WHAT YOU ARE ASKED TO DO ▸
In the records below, begin at the line that has "example = [(160, 160)]" and stop after the line that has "Could you please tag every instance of the white"; quote those lines verbatim and nothing more.

RECORDS PROVIDED: Begin

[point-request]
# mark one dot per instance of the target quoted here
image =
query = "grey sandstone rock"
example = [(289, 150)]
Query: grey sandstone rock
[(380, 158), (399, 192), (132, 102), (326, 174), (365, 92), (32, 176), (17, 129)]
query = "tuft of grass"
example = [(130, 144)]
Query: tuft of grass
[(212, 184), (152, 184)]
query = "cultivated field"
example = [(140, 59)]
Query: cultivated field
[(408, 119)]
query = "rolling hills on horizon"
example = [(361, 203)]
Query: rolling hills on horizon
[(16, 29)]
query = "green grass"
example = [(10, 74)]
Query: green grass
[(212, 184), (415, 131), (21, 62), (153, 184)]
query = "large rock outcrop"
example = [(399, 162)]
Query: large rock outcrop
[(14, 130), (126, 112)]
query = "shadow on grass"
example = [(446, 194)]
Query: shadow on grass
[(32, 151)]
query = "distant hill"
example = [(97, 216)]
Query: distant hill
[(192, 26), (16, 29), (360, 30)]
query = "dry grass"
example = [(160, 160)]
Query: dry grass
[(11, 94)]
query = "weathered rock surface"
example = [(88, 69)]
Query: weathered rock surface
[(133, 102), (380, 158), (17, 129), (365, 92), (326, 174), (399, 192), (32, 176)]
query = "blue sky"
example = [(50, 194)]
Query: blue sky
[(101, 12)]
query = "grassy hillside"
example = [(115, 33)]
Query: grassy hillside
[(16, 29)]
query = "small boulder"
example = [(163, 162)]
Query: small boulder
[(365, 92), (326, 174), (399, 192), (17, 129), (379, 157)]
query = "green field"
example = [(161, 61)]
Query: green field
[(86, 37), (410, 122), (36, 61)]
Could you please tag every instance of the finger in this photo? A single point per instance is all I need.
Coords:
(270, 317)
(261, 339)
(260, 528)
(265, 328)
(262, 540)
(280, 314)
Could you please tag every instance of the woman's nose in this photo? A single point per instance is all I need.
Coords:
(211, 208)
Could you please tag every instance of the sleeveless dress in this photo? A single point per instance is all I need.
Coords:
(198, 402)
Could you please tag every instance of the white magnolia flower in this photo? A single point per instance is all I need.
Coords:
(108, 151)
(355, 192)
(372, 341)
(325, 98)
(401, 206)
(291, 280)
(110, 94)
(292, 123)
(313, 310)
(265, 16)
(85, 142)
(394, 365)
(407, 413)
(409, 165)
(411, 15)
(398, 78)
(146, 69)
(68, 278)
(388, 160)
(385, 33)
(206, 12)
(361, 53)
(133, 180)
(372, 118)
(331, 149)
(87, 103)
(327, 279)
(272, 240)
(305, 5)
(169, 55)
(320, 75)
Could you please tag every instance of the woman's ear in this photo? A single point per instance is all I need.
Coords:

RECORDS PROVIDED: End

RESULT OF THIS EXERCISE ▸
example = [(160, 160)]
Query: dry grass
[(11, 94)]
query = "weathered rock surface"
example = [(88, 69)]
Query: weathered rock surface
[(133, 102), (380, 158), (17, 129), (365, 92), (326, 174), (399, 192), (32, 176)]
query = "blue sky"
example = [(50, 194)]
Query: blue sky
[(101, 12)]
query = "grassy hillside"
example = [(115, 33)]
Query: grassy hillside
[(16, 29)]
query = "small boulder"
example = [(163, 162)]
Query: small boulder
[(365, 92), (326, 174), (399, 192), (17, 129), (379, 157)]
query = "green field"
example = [(161, 61)]
Query: green field
[(86, 37), (410, 122), (36, 61)]
Could you please tag every instance of the finger in this photo? A single point per instance is all I need.
Coords:
(270, 317)
(261, 339)
(260, 528)
(265, 328)
(262, 540)
(280, 314)
Could you please tag every instance of the woman's nose in this photo? A single point per instance is all I need.
Coords:
(211, 208)
Could you please tag every instance of the sleeveless dress in this photo? A single point per instance is all I need.
Coords:
(198, 402)
Could you please tag every instance of the white magnolia flower in this photo? A single point per instance is all I need.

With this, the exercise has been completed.